Extract to read —
New information about the additional attacks appears in a Human Rights Watch report released on Monday, placing Khan Sheikhoun in the context of wider evidence that the Syrian government continues to use chemical weapons despite its 2013 agreement to give them up.

Despite the missile strike Trump ordered on the Syrian military airfield he said was the source of the Khan Sheikhoun attack, Syrian forces are doubling down on tactics that constitute war crimes, including bombing hospitals and rescue and medical workers and using chemical weapons, according to the report and other witness accounts.

The Syrian government and its main ally, Russia, deny that it uses such tactics.

At a news conference held at United Nations headquarters in New York to release the report's findings, the executive director of Human Rights Watch, Kenneth Roth, ridiculed what he described as "preposterous" assertions by the Syrian and Russian governments denying responsibility.

Roth said it was time for them "to stop these transparently false diversionary claims and come clean".

He also said the pattern of attacks as described in the Human Rights Watch report amounted to "a level of culpability and horror that cries out for prosecution".

On Saturday, an attack on a headquarters of the White Helmets civil defence rescue group in the town of Kafr Zita killed eight of its members, the group and other witnesses say. And medical organisations working in Syria have tallied 10 government attacks in April alone on hospitals and clinics in rebel-held areas, part of a pattern of hundreds of attacks on medical workers and facilities that UN investigators have described as war crimes.

Listed records —
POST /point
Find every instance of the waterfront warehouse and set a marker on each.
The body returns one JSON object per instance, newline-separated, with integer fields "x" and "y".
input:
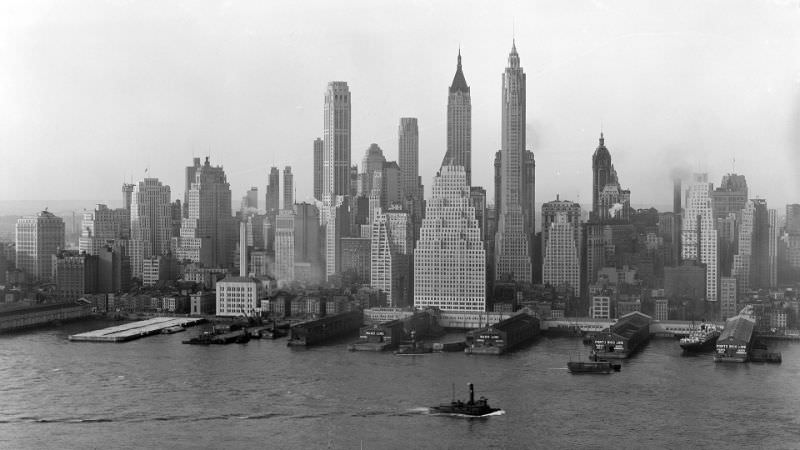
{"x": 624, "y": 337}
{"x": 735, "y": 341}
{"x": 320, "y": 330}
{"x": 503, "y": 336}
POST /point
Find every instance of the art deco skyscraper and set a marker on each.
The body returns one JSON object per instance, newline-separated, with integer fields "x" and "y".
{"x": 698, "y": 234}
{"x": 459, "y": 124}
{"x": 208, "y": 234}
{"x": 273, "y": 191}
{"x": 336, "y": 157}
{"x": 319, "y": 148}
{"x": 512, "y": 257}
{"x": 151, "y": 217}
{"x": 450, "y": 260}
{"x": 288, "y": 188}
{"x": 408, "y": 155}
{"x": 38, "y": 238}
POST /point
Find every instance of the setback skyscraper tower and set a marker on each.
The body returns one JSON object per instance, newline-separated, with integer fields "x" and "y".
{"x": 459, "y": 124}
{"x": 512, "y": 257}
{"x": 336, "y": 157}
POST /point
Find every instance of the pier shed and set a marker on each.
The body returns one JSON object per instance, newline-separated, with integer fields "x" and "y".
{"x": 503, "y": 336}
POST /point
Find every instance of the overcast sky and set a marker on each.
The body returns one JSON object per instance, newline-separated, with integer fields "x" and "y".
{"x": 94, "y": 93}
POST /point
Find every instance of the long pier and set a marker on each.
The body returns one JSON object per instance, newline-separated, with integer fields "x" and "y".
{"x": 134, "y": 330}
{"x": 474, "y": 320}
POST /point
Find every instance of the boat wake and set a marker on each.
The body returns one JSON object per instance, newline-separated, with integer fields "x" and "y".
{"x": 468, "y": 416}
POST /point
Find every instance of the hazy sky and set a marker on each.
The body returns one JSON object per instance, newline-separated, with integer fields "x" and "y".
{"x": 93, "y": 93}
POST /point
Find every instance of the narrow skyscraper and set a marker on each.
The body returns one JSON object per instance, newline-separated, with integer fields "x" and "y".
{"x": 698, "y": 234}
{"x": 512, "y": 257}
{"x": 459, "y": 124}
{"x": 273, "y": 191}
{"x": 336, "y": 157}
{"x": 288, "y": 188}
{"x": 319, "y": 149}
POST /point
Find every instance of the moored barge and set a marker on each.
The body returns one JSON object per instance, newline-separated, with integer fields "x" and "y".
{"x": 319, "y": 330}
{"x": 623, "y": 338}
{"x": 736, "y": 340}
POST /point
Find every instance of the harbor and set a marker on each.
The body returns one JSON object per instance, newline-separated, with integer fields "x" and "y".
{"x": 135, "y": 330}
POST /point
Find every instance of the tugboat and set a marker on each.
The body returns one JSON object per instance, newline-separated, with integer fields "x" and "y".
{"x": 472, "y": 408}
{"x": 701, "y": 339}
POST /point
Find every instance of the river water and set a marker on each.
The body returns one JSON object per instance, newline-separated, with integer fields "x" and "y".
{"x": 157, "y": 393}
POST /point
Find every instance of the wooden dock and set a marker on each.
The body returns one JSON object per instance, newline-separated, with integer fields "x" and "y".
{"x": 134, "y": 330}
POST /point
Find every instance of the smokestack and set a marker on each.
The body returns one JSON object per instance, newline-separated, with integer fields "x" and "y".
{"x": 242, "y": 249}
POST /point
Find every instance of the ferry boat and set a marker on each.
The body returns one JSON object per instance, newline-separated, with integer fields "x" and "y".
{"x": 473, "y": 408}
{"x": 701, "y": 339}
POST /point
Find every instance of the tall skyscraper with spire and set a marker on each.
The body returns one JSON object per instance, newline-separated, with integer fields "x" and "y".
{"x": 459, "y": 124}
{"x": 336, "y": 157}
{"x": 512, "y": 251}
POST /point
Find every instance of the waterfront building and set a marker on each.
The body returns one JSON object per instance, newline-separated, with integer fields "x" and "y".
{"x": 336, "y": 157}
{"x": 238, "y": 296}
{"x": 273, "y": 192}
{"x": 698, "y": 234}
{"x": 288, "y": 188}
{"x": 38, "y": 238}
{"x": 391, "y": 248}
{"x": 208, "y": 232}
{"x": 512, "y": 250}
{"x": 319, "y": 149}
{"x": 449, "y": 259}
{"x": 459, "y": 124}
==
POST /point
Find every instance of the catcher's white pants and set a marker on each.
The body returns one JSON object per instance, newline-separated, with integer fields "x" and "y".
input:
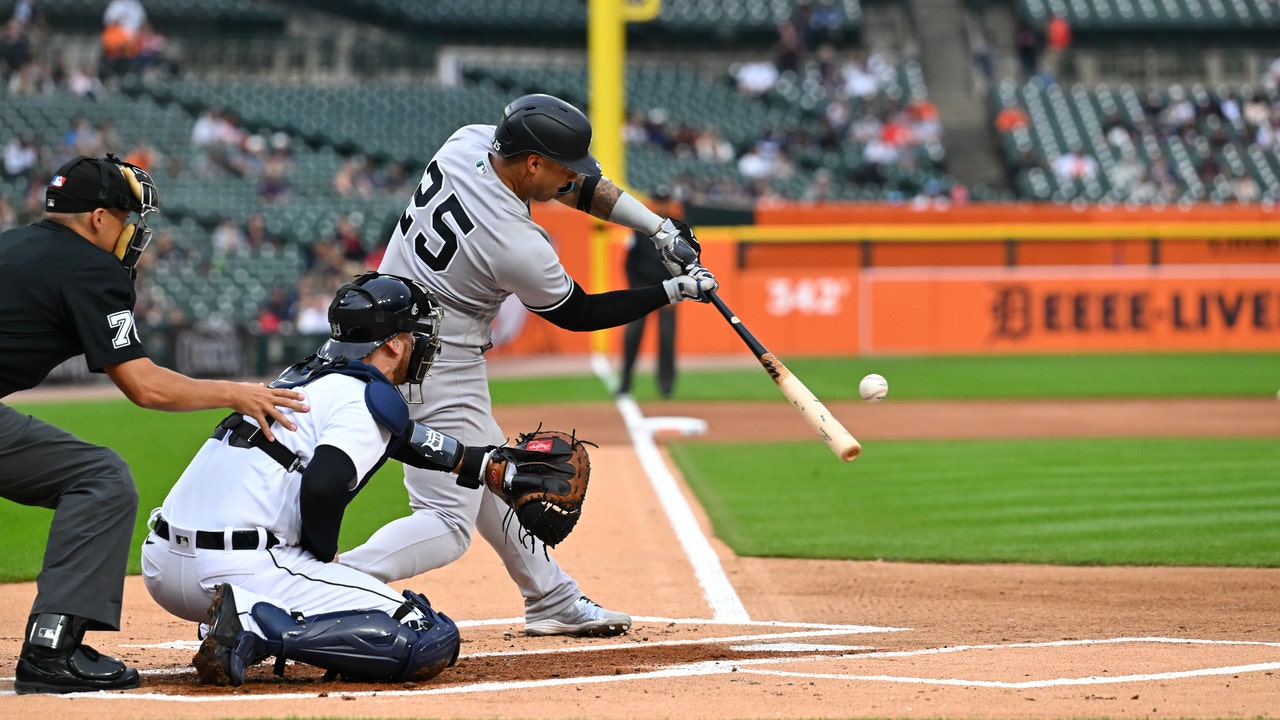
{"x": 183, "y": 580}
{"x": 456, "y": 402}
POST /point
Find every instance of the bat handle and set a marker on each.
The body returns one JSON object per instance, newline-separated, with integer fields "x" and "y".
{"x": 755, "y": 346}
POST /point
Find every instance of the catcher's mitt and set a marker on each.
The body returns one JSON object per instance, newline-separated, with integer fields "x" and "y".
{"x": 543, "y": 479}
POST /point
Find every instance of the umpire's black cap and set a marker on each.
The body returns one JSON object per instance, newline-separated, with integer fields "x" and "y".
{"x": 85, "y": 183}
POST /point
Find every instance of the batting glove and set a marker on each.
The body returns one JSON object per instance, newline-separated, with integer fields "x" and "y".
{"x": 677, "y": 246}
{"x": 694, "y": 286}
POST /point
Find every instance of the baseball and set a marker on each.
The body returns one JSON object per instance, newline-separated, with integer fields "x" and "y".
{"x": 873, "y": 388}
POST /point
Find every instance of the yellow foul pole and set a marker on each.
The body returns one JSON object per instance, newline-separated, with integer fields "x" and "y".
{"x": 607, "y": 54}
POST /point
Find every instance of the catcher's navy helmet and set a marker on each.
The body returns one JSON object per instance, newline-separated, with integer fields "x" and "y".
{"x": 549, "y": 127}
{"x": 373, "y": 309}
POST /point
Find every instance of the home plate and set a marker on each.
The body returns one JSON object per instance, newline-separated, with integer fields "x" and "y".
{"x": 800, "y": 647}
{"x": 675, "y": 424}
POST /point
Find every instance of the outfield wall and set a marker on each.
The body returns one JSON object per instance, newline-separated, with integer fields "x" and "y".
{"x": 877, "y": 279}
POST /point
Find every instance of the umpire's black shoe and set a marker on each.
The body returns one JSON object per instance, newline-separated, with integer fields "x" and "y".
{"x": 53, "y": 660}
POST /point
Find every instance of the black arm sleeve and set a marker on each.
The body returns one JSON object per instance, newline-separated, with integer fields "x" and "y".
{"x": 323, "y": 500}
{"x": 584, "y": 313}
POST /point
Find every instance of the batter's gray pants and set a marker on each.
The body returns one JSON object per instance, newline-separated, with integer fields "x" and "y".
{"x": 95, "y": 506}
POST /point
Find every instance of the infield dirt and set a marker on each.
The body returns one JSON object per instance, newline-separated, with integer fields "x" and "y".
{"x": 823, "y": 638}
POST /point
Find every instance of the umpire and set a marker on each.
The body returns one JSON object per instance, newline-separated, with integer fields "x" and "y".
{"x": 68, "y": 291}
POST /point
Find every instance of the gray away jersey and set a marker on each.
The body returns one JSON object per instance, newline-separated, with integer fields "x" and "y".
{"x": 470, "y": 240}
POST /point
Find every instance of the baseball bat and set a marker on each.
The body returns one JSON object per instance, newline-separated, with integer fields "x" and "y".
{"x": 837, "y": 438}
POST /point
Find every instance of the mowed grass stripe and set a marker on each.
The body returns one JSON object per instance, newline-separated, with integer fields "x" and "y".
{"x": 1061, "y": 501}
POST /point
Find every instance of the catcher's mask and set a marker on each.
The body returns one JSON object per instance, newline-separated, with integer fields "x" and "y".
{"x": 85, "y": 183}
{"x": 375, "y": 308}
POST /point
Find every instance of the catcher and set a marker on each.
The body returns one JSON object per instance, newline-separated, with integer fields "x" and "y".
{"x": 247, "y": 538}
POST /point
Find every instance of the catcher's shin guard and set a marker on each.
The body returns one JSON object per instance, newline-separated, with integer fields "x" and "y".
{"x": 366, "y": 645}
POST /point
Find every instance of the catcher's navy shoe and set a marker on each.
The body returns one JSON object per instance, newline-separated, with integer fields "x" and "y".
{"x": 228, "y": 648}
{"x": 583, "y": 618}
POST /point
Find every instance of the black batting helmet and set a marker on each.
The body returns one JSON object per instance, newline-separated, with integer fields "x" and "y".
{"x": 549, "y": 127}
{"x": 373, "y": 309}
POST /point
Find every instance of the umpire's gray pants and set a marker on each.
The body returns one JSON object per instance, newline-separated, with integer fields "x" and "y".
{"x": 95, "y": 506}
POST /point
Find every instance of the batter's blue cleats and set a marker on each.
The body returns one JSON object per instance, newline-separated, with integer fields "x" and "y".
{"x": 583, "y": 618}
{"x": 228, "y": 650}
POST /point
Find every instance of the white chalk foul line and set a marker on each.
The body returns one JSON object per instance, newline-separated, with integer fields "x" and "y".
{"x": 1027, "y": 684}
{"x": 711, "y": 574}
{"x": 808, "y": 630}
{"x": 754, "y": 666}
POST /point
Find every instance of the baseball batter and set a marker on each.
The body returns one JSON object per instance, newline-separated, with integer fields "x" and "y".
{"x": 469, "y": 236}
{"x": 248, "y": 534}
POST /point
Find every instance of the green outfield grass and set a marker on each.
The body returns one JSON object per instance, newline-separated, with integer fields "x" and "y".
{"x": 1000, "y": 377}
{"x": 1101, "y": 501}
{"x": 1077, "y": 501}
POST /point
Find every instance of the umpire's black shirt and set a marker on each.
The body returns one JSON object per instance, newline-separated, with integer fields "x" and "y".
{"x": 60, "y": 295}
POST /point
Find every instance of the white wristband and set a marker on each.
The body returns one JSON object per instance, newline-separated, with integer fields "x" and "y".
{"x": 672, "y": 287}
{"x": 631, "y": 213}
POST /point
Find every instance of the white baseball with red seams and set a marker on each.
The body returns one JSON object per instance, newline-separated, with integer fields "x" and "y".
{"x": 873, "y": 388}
--
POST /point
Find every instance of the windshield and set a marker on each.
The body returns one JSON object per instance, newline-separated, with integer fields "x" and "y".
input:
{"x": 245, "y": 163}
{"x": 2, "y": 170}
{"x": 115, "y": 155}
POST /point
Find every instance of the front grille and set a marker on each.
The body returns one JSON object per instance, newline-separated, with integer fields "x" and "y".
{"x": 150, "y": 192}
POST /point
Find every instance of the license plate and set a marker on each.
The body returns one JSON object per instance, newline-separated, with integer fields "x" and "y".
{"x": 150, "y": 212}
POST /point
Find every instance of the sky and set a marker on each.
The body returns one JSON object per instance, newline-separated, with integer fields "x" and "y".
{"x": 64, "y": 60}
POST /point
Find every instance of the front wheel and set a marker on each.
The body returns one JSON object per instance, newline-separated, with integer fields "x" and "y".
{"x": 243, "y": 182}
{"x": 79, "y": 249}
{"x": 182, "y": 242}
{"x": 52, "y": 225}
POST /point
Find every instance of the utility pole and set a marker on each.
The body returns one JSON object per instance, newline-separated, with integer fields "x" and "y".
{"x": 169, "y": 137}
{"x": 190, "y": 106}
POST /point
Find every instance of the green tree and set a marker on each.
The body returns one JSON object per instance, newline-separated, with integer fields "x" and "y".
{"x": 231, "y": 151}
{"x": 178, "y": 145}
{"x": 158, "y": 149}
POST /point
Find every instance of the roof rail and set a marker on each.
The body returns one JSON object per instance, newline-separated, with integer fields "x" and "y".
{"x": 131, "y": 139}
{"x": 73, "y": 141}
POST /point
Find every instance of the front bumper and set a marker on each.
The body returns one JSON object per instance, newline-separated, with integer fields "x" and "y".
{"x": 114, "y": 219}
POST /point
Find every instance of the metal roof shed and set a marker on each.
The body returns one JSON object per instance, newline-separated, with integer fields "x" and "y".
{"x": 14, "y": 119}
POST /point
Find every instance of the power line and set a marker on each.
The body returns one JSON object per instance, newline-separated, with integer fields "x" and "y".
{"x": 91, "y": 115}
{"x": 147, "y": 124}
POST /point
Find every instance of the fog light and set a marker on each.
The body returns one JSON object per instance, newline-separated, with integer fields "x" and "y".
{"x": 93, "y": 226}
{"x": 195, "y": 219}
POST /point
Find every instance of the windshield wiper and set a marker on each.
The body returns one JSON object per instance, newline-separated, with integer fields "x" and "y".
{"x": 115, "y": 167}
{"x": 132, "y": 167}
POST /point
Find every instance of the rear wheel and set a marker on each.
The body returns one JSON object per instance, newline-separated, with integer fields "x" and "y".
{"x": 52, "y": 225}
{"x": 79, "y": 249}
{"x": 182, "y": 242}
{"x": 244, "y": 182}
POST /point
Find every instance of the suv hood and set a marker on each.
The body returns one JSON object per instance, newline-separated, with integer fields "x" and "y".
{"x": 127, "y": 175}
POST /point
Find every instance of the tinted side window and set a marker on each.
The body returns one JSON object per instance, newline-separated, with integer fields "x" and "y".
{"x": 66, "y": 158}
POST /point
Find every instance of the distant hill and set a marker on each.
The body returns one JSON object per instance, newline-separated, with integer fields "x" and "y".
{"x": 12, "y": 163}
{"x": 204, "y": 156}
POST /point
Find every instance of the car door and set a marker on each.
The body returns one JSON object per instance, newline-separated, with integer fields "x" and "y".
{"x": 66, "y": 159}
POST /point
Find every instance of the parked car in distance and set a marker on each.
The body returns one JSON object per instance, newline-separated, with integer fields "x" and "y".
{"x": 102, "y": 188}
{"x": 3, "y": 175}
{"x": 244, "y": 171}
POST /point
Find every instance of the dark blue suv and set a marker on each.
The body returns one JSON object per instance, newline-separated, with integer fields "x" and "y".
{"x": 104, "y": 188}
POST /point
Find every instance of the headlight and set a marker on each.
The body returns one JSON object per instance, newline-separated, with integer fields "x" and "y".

Task 1 — Echo everything in the Syria passage from "He also said" down to "as war crimes.".
Task 2 — Decide whether each statement agrees with the Syria passage: (a) The attack on the White Helmets headquarters in Kafr Zita killed eight of the group's members. (b) The news conference releasing the report's findings took place in Geneva. (c) Medical organisations counted 10 government attacks on hospitals and clinics in March. Answer yes or no for each, quoting the deciding words.
Rely only on the Syria passage.

Your solution 1 —
He also said the pattern of attacks as described in the Human Rights Watch report amounted to "a level of culpability and horror that cries out for prosecution".

On Saturday, an attack on a headquarters of the White Helmets civil defence rescue group in the town of Kafr Zita killed eight of its members, the group and other witnesses say. And medical organisations working in Syria have tallied 10 government attacks in April alone on hospitals and clinics in rebel-held areas, part of a pattern of hundreds of attacks on medical workers and facilities that UN investigators have described as war crimes.

Your solution 2 —
(a) Yes: "killed eight of its members"
(b) No: "held at United Nations headquarters in New York"
(c) No: "10 government attacks in April alone on hospitals and clinics"